Instruction
Starting from the line containing "the dark timber", write out the rest of the entries exactly, through the final line, including nothing else.

__________

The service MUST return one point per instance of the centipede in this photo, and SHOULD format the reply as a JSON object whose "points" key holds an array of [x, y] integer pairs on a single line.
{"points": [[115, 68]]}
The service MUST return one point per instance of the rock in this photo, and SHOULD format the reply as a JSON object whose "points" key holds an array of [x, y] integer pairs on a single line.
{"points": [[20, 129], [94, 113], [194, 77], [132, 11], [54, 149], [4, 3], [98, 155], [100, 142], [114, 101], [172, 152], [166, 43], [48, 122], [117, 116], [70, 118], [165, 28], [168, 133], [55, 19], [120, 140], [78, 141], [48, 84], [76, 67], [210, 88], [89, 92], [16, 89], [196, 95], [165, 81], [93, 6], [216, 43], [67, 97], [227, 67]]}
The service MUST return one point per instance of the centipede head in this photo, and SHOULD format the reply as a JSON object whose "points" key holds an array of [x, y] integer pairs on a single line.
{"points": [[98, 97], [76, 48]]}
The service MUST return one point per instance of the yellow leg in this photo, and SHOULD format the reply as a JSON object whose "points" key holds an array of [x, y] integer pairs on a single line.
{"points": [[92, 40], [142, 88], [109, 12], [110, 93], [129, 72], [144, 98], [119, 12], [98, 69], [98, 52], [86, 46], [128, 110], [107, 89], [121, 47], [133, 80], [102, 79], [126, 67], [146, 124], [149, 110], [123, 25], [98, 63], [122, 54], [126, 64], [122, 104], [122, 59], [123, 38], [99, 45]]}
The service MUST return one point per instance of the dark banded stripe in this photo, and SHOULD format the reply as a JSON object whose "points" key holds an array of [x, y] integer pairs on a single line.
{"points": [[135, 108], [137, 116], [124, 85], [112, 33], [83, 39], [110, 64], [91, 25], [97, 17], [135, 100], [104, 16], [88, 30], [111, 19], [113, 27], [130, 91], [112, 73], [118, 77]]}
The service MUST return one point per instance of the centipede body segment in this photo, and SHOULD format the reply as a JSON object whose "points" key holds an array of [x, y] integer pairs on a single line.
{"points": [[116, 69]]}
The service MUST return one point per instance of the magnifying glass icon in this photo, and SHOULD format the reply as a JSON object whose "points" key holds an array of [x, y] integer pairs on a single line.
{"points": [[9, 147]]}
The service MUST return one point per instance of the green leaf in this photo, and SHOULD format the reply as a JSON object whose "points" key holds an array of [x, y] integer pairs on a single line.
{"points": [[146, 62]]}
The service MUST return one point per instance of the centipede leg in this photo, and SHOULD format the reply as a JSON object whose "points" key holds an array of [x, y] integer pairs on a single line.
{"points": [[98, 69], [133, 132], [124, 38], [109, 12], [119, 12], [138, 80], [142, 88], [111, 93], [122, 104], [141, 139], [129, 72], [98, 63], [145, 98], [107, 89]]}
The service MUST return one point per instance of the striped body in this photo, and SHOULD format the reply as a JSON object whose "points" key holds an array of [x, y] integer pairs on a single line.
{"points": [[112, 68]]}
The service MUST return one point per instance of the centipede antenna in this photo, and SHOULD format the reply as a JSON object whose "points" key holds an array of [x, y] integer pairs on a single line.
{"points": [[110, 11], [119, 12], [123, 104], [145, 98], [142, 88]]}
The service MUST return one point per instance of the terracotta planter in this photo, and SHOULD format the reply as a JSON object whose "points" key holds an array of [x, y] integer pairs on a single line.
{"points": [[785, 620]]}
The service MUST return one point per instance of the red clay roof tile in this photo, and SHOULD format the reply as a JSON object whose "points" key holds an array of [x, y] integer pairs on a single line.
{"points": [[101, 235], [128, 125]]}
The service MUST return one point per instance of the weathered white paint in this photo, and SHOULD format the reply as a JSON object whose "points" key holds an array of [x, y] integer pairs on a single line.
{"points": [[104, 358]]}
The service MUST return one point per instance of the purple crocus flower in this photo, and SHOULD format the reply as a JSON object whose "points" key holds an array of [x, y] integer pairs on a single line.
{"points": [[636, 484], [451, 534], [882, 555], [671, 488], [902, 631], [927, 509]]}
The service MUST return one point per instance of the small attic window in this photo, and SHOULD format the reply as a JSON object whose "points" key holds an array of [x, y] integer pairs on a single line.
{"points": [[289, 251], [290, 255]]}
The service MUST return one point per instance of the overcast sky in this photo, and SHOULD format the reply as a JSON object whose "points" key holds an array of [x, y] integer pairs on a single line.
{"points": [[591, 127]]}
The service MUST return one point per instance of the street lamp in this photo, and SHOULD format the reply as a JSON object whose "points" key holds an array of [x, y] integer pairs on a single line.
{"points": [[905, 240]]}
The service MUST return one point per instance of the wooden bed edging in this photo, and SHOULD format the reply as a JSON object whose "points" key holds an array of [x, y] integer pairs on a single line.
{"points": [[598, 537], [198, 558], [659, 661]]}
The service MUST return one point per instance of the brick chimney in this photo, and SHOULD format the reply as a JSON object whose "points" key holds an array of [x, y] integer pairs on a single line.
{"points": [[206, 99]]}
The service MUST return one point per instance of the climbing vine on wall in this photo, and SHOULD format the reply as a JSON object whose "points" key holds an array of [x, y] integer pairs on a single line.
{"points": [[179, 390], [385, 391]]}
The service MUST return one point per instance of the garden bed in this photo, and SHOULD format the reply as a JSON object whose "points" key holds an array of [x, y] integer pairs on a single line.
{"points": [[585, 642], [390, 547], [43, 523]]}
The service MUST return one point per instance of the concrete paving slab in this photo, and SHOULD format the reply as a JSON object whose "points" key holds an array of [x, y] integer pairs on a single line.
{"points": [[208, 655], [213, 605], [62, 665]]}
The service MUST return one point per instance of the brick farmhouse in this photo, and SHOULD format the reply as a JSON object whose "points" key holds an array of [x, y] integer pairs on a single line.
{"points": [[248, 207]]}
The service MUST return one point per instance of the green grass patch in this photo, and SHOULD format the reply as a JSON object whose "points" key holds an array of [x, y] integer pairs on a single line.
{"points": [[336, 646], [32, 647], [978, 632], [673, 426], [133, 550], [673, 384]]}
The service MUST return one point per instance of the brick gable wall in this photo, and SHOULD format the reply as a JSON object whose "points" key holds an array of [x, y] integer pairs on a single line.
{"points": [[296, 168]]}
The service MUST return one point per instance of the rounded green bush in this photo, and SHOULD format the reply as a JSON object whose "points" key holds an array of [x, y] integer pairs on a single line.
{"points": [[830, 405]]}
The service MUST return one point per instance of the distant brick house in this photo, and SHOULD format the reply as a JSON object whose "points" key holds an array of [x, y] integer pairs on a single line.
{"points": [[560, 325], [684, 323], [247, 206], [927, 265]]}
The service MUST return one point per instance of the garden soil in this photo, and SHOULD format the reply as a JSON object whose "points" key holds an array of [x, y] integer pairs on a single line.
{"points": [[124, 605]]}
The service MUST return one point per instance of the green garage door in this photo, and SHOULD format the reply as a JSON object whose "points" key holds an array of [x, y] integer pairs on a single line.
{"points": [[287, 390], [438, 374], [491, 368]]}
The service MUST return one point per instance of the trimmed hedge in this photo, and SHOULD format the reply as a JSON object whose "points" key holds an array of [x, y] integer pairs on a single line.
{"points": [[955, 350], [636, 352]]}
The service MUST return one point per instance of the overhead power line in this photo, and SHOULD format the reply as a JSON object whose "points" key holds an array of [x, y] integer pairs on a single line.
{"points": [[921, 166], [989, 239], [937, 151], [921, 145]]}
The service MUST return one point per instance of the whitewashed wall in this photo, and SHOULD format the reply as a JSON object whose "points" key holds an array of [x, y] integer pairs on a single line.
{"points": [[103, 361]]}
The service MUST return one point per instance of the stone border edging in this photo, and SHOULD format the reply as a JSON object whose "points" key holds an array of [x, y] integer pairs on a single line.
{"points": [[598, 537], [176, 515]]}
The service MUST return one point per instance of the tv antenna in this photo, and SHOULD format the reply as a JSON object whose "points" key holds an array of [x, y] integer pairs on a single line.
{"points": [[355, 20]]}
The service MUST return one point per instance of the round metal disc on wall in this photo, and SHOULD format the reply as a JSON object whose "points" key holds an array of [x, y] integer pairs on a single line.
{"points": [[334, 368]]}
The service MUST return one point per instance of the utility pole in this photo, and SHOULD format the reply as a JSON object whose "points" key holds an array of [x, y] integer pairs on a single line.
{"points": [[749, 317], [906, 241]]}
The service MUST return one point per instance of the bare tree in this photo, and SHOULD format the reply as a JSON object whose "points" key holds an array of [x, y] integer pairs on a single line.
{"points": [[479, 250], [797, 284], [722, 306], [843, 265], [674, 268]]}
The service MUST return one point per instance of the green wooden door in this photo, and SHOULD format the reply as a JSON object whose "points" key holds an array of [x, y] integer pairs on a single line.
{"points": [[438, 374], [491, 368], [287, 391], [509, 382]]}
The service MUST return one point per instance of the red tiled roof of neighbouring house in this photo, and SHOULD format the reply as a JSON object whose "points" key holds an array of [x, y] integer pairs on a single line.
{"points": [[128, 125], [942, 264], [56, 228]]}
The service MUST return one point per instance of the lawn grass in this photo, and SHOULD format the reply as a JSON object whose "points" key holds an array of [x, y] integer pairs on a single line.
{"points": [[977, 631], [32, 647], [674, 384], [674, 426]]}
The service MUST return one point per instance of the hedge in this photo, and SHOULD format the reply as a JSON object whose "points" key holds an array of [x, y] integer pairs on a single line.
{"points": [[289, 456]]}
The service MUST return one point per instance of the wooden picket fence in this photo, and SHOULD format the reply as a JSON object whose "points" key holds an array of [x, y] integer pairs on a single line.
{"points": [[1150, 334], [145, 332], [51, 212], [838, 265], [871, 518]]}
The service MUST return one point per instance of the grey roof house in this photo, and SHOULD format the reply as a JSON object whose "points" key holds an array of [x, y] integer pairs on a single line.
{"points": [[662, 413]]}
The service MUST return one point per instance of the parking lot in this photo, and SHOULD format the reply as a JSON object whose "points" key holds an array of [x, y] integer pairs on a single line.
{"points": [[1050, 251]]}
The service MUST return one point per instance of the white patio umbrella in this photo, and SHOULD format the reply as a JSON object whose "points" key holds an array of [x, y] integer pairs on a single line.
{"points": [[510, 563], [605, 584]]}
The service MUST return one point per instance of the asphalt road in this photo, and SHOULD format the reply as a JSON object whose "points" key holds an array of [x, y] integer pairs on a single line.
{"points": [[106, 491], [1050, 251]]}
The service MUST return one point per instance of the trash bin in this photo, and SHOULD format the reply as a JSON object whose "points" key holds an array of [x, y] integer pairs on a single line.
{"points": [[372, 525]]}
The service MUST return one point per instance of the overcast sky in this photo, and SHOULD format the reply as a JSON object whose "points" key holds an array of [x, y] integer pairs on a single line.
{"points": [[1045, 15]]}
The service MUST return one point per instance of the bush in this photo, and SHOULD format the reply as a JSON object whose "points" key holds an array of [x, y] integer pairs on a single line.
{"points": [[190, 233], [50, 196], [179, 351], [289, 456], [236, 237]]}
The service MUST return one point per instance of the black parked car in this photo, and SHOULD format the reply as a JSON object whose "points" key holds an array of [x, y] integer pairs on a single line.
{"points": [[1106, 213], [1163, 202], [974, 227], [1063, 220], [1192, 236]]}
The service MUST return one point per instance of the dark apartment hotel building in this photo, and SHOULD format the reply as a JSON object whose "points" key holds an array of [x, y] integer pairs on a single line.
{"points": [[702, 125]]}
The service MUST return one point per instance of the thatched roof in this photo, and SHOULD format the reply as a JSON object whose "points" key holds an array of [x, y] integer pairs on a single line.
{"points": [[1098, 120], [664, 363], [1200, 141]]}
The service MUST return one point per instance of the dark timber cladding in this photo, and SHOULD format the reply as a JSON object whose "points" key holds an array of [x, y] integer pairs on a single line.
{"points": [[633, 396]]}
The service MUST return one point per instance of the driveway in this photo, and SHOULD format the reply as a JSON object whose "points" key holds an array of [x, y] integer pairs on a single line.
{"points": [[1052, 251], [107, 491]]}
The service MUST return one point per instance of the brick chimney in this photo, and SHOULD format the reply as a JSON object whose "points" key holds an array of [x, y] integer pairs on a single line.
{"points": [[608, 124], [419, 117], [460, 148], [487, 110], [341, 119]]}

__________

Written response
The service MUST return one point per instance of the dark timber cladding in this photo, and SHOULD format the reply as a JSON object whose "points" key holds an array of [x, y] integer pairs on a single line.
{"points": [[633, 396]]}
The service MUST return one point per instance of the driveway in this photo, and SHOULD format the reply as a JSON object whose "points" key holds an array of [x, y] integer pairs on a single line.
{"points": [[1052, 251], [107, 491]]}
The service MUST return one point per instance of the brick chimney in this photo, and SHOULD format the reply as a JSON object whose "points" key holds an array of [x, y] integer pairs on a single line.
{"points": [[608, 124], [419, 117], [460, 148], [487, 110], [341, 119]]}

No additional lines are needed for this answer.